** START OF SUPPLIED TEXT **

I think you might need to enlist the other door-owners at first and then as many other owners as you can find to support a generic approval. The other door owners might help you by enlisting the owners they know and get on with. It can be presented as an attempt to retrospectively do the right thing for all doors. If you get a very healthy majority in favour but the motion fails (say you get 70% but not 75%) you might then apply to the tribunal for orders to give effect to the failed motion. IE They can declare the motion passed if it would have been reasonable for it to have passed.
On that last point I am assuming the tribunal in NSW, or whichever state you are in, can do what the ACT tribunal can do. That is, it can give orders to give effect to a failed motion, if opposition to the motion was unreasonable. Note, that has been interpreted at the ACT tribunal to be a test of the merits of the motion – what would the reasonable outcome have been? – not an attempt to see inside the heads of the people who voted ‘no’ to see if they were personally being reasonable or not.
14/09/2015 at 7:41 am #24031OK, let’s make it clear up fron that you were in the wrong by making major changes to common property without the permission of the owners corp and a special resolution by-law stating the grounds on which that permission was given.
This sounds very much like a new executive committee in a scheme that hasn’t previously bothered with by-laws suddenly realising they should have them and they should be enforced.
The Owners Corp can’t just order you to reinstate the window and then send builders in to do it if you refuse. They would have to pursue you to the Tribunal (NCAT) and ask them to issue an order to that effect. I would think that NCAT could be very sympathetic to your case and might well order all the windows to be either reinstated or brought under a by-law.
So I would make it clear to your executive committee that if they want to open that can of worms, it is up to them. But if they take you to NCAT you will ask the tribunal to issue similar orders to all other owners who have changed their windows in this way.
A much better solution would be for the Owners Corp to create one by-law that agreed restrospectively to the changes and allowed all owners who have made this change to to accept responsibility for the maintenance of the new doors. If the EC doesn’t do that, they are laying traps for future owners corps who will have to pay for the maintenance of the windows once the people who changed them have sold up and moved on.
This should be seen as an opportunity to get a standard by-law for all in place, not just picking on you because someone (quite rightly) has decided that changes to common property walls and windows shouldn’t be decided on a nod and a wink.
The opinions offered in these Forum posts and replies are not intended to be taken as legal advice. Readers with serious issues should consult experienced strata lawyers.

** END OF SUPPLIED TEXT **
** START OF STORED RECORDS **

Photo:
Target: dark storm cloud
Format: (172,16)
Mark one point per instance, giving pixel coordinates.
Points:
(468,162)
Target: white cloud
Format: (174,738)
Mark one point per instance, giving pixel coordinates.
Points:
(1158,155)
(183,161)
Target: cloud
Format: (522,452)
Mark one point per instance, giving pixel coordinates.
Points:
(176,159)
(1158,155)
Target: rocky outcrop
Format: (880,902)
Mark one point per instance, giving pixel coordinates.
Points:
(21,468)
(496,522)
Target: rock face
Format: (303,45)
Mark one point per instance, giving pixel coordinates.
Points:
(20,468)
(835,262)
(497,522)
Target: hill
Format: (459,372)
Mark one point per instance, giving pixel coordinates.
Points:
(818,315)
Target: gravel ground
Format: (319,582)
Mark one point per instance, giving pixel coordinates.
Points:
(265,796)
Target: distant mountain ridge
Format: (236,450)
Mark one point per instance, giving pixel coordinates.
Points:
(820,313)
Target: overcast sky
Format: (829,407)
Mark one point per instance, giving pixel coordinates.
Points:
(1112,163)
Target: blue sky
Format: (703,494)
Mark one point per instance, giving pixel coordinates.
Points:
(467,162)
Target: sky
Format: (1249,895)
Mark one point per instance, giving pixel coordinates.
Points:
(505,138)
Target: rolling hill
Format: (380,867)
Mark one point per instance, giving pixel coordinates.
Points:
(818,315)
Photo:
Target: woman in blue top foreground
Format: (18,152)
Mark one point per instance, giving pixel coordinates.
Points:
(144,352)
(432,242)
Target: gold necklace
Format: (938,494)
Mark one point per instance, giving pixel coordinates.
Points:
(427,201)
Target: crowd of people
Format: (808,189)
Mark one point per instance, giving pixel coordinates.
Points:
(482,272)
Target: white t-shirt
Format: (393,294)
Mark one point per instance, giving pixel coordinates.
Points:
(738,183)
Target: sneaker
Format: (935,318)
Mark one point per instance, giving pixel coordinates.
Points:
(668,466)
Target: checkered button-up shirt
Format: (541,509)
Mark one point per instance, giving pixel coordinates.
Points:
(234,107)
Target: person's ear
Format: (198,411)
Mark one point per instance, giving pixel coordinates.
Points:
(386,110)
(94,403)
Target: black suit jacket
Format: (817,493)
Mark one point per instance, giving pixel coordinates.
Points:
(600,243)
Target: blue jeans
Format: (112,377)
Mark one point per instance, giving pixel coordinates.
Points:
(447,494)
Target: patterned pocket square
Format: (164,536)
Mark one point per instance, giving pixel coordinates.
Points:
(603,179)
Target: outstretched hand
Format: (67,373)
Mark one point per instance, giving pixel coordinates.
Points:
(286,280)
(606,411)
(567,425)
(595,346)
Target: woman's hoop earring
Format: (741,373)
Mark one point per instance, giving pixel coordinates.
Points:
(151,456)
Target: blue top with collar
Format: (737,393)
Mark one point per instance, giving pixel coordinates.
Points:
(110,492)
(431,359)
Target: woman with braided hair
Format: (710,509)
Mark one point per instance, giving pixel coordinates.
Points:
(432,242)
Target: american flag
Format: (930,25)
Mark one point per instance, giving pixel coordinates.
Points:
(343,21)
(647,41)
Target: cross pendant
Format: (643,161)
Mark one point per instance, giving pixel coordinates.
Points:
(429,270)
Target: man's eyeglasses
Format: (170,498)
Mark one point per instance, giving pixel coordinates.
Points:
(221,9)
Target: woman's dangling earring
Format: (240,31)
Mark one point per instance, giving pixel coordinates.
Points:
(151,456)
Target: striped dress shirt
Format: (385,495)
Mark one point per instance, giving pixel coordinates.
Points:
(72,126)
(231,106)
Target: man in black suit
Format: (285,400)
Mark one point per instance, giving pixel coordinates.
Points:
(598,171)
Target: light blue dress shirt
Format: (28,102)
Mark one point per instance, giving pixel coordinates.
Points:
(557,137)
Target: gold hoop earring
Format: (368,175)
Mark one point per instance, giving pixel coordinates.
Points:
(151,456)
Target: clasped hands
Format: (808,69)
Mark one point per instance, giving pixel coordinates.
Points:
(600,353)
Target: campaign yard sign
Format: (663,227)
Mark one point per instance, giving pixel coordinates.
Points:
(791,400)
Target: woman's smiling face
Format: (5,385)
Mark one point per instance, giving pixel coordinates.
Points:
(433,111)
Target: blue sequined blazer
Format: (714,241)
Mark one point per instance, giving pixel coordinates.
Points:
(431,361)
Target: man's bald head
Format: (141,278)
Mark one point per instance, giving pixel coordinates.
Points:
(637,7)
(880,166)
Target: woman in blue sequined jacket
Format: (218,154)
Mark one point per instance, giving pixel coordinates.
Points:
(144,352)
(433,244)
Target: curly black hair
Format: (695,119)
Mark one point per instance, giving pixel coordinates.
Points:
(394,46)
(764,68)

** END OF STORED RECORDS **

- **TASK 1**:
Copy the listing word for word from the line containing "Target: man's eyeglasses" through the last line of the listing, including both of those lines.
- **TASK 2**:
Pick up the forum discussion of owners who changed common-property windows and doors without approval, and carry it on from the point where it stops.

- **REPLY 1**:
Target: man's eyeglasses
Format: (170,498)
Mark one point per instance, giving pixel coordinates.
Points:
(221,9)
Target: woman's dangling earring
Format: (240,31)
Mark one point per instance, giving pixel coordinates.
Points:
(151,456)
Target: striped dress shirt
Format: (385,495)
Mark one point per instance, giving pixel coordinates.
Points:
(72,126)
(231,106)
Target: man in black suit
Format: (285,400)
Mark one point per instance, giving pixel coordinates.
Points:
(598,171)
Target: light blue dress shirt
Format: (28,102)
Mark one point per instance, giving pixel coordinates.
Points:
(557,137)
Target: gold hoop earring
Format: (368,175)
Mark one point per instance, giving pixel coordinates.
Points:
(151,456)
Target: clasped hands
Format: (808,69)
Mark one point per instance, giving pixel coordinates.
Points:
(600,353)
Target: campaign yard sign
Format: (663,227)
Mark one point per instance, giving pixel coordinates.
Points:
(791,400)
Target: woman's smiling face
Format: (5,385)
Mark one point per instance, giving pixel coordinates.
Points:
(433,111)
Target: blue sequined blazer
Format: (714,241)
Mark one point per instance, giving pixel coordinates.
Points:
(431,361)
Target: man's bald head
Format: (141,278)
Mark one point per instance, giving pixel coordinates.
Points:
(637,7)
(880,166)
Target: woman in blue sequined jacket
Format: (218,154)
Mark one point per instance, giving pixel coordinates.
Points:
(144,352)
(433,244)
Target: curly black hair
Format: (695,119)
Mark one point per instance, giving pixel coordinates.
Points:
(394,46)
(764,68)

- **REPLY 2**:
20/09/2015 at 2:49 pm #24049We believe we have a chance of getting the 75% required at a forthcoming EGM. We’d like info as to what will happen if we fall short. If we get, say, 70% and we know we’ll either have 60% or 75% of the EC (1 member is not financial at present), who applies to NCAT? It would seem that the minority is getting its way over the majority if it is pursued.
We have also asked that a motion is added to the EGM that the OC obtain advice about a generic bylaw to cover the other doors as well as all the other alterations made in the 10 years since our 40 year old complex of villas was made a strata. There has never been any special bylaws registered for any improvements made to any unit whatsoever. We know that many have been extensively renovated.
21/09/2015 at 8:26 am #24050Have a whip-around to get the one unfinancial member’s levies paid!
21/09/2015 at 10:58 am #24052You just need a simple majority (51 percent) at the EC to decide not to pursue this. I think non-financial members can still vote at EC meetings but not at general meetings.
I would push the idea of the retrospective by-law allowing the changes but conferring responsibility for their upkeep and maintenance to the individual owners.
If the others get bolshie, I would warn them gently that if you are forced to change your window, others with unauthorised changes may also be at risk.
The opinions offered in these Forum posts and replies are not intended to be taken as legal advice. Readers with serious issues should consult experienced strata lawyers.
23/09/2015 at 7:19 pm #24057I am on an EC in Sydney. With the above scenario what happens if they get a clear majority but not 75% at the EGM, does the EC then meet and decide whether to issue a notice to comply which favours a minority of the OC. If the EC itself also votes as the majority of the OC and decides that the change is OK do they have to ignore their own vote and the wishes of the majority and still issue a notice to comply? If the EC decide to follow their own vote and the wishes of the majority and not issue a notice to comply does the change to common property, in this case a door , just remain in limbo? Is this scenario dealt with in the act? If so could you please refer me to the relevant part?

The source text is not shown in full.